• Given problem
Exactly reproduce the line that contains "Check that every instance of the beige" and all lines after it in the entries below, through the very last line.

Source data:
::::::::

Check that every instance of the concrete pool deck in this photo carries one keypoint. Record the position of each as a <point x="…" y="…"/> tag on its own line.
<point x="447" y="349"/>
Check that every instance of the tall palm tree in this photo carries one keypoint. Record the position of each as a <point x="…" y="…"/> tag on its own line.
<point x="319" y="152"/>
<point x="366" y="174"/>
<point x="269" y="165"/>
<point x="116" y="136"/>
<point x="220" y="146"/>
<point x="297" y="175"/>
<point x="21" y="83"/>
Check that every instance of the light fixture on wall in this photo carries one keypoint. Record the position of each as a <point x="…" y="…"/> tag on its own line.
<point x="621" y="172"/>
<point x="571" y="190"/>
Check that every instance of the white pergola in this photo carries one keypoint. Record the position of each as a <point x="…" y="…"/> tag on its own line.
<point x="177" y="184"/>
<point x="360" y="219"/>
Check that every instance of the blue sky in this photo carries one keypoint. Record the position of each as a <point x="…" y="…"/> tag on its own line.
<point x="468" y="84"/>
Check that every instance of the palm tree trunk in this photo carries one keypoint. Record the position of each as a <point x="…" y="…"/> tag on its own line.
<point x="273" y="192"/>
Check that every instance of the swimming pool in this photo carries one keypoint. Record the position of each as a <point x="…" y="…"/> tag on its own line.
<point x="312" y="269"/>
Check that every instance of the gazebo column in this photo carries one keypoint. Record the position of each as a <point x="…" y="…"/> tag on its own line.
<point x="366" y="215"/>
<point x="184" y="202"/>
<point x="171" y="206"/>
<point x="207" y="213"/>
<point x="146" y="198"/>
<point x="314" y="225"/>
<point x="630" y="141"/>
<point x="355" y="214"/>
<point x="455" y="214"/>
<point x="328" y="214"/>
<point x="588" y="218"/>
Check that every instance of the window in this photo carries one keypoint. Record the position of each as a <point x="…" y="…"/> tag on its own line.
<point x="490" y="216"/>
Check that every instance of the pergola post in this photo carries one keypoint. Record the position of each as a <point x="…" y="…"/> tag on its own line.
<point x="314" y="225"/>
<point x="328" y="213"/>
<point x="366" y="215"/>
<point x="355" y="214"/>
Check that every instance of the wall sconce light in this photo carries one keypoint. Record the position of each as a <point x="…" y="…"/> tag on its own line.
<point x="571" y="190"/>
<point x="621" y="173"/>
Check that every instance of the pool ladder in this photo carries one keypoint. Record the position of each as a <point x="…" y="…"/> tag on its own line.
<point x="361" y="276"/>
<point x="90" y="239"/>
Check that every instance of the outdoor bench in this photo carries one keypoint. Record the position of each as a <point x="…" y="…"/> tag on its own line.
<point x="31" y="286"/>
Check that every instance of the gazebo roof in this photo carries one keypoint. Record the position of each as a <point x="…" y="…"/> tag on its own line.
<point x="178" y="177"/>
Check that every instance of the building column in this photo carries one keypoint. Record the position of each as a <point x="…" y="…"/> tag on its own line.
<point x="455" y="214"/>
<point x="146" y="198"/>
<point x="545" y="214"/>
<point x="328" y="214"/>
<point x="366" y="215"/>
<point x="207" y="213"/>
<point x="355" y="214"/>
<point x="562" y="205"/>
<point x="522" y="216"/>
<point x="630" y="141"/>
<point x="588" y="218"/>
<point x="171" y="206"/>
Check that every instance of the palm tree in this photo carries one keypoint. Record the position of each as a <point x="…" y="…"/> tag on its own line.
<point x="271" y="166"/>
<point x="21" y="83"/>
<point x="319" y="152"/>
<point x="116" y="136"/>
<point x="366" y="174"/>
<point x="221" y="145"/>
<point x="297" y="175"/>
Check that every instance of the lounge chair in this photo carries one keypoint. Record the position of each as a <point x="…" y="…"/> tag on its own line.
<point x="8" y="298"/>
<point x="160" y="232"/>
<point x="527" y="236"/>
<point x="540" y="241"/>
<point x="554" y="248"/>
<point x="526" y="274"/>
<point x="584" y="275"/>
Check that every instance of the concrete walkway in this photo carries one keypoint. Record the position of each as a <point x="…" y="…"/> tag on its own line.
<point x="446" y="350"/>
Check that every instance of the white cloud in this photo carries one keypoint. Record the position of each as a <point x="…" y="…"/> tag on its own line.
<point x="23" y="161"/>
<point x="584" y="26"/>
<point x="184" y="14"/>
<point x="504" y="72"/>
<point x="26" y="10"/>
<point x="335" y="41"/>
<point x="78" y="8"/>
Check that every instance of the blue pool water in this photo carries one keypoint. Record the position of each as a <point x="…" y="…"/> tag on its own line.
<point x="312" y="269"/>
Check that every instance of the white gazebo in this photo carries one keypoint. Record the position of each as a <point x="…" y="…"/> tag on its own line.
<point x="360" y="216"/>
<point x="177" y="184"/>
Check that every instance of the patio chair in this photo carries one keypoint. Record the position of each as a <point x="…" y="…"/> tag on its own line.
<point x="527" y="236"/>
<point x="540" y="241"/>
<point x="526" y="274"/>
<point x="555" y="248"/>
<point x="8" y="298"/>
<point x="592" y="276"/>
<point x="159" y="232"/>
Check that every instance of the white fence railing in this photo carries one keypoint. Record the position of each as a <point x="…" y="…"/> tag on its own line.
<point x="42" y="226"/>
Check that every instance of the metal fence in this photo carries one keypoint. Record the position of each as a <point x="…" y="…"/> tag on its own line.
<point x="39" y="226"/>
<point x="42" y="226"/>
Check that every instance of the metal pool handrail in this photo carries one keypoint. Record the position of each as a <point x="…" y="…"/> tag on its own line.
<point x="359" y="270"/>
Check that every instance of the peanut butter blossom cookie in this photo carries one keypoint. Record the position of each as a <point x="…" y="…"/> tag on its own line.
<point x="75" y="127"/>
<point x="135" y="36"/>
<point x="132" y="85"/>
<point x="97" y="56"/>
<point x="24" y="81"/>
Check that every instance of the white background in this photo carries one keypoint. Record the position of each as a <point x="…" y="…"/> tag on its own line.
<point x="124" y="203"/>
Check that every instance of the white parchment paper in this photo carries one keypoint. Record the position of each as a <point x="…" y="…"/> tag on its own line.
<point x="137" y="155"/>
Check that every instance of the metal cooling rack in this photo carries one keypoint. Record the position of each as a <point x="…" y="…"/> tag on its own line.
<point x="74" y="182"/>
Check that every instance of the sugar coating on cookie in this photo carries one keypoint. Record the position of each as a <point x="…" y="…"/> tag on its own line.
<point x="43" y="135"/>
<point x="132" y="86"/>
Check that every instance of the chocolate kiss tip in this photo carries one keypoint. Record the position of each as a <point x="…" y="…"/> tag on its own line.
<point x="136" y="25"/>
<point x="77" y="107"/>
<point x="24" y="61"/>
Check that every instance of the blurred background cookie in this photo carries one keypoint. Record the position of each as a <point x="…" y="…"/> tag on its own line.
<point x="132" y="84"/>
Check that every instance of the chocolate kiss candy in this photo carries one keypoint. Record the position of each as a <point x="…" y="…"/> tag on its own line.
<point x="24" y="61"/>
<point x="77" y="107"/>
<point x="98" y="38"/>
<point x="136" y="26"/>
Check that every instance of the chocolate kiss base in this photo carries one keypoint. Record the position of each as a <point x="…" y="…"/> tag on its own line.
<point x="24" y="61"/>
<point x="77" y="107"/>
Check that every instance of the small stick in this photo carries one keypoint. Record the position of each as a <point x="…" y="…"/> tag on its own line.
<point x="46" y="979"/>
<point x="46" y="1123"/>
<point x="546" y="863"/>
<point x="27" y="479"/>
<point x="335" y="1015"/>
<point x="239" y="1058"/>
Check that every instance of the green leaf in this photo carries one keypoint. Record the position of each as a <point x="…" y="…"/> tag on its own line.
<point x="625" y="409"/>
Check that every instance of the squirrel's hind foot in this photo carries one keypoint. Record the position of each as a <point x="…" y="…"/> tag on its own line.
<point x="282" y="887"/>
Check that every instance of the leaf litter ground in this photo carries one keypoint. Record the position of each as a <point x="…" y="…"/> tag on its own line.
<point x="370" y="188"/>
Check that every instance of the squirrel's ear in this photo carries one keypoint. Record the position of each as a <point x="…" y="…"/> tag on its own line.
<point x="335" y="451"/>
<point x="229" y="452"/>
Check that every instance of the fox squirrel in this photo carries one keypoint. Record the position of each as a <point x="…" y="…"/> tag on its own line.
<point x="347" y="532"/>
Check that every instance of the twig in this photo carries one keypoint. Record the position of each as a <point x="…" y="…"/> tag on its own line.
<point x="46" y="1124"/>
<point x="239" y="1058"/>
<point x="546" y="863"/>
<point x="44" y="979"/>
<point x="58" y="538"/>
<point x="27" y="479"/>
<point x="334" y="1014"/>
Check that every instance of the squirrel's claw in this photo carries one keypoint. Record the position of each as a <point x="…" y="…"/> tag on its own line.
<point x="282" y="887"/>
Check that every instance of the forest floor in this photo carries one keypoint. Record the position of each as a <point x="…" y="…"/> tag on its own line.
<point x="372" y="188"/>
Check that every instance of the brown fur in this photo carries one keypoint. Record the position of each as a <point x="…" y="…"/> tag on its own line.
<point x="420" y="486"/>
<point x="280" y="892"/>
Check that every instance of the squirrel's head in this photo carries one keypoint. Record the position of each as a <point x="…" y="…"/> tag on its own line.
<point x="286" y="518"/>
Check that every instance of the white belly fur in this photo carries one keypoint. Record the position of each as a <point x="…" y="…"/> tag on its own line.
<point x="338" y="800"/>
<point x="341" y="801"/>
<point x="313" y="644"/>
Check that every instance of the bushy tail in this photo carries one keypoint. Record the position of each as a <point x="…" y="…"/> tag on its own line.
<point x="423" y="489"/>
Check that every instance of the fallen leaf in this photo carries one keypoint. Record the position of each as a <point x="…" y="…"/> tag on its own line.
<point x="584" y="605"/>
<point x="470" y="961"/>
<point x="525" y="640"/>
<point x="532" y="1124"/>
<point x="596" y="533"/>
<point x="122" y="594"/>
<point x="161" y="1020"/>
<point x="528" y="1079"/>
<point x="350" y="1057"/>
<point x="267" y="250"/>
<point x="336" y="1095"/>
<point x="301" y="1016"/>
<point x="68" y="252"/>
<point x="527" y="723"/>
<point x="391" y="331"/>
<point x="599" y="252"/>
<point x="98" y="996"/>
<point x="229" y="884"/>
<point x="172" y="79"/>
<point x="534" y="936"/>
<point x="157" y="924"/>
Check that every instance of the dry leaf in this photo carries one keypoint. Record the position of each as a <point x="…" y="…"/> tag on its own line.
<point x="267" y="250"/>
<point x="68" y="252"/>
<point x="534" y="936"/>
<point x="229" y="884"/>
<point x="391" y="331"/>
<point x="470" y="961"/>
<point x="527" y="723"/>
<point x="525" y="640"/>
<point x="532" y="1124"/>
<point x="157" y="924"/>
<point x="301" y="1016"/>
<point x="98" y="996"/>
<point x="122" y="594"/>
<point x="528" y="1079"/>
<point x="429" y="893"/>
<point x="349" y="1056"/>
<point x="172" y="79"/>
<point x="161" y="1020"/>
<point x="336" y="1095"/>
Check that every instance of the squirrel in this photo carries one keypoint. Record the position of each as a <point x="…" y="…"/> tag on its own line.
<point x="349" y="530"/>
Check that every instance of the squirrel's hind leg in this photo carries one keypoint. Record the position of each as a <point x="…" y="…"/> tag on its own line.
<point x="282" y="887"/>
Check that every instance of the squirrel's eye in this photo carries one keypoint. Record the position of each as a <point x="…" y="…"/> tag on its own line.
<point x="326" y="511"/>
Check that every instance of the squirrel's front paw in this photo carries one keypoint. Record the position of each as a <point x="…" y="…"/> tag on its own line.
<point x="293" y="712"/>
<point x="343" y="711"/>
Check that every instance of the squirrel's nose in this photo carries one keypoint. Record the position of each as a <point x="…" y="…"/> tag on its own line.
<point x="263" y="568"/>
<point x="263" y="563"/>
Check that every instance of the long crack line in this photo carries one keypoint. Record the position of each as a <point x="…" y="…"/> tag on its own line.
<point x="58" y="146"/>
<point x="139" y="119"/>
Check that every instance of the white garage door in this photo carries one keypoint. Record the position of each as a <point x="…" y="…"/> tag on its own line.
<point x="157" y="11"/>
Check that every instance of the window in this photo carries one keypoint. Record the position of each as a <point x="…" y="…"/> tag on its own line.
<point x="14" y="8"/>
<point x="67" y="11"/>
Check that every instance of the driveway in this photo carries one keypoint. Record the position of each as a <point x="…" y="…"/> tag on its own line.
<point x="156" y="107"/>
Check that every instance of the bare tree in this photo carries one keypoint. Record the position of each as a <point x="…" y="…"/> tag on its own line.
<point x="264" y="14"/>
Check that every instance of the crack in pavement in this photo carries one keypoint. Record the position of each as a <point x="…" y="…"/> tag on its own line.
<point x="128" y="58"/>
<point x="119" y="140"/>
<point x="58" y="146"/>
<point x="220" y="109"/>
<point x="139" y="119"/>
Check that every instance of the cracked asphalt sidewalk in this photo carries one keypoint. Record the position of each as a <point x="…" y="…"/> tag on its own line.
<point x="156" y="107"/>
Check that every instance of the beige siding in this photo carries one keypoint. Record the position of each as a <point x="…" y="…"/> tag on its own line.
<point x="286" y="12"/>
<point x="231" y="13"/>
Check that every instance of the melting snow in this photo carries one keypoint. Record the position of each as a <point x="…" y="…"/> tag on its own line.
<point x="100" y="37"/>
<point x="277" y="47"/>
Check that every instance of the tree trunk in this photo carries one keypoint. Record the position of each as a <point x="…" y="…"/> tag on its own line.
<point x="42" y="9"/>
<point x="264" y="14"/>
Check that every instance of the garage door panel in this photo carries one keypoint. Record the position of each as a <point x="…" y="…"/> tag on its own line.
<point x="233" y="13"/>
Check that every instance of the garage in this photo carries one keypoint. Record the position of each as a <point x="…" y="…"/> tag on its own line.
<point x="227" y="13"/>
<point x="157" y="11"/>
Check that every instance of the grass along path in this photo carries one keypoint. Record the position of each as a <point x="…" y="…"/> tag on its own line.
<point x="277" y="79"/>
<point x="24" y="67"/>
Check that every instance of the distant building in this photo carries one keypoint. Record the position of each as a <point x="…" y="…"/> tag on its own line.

::::::::

• Answer to the task
Check that every instance of the beige siding in this photo carries one keypoint. Record the position of each as a <point x="…" y="…"/> tag on its own line.
<point x="286" y="12"/>
<point x="231" y="13"/>
Check that every instance of the melting snow in this photo carries one keypoint. Record the position of each as a <point x="…" y="…"/> tag on its own line.
<point x="100" y="37"/>
<point x="277" y="47"/>
Check that every instance of the tree trunk in this photo carries one keypoint. Record the position of each as a <point x="…" y="…"/> tag on its own line.
<point x="42" y="9"/>
<point x="264" y="14"/>
Check that every instance of the garage door panel in this photo carries one keypoint. Record the position of each as a <point x="…" y="…"/> tag on its own line.
<point x="233" y="13"/>
Check that every instance of the garage in this photo carries one keypoint. Record the position of each as a <point x="…" y="…"/> tag on its own line.
<point x="227" y="13"/>
<point x="157" y="11"/>
Check that every instance of the grass along path in this photo carries one keypoint. Record the position of each as a <point x="…" y="…"/> tag on its own line.
<point x="277" y="79"/>
<point x="24" y="67"/>
Check that every instance of the distant building in this photo carries one keypoint. Record the position of each as a <point x="…" y="…"/> tag on its own line.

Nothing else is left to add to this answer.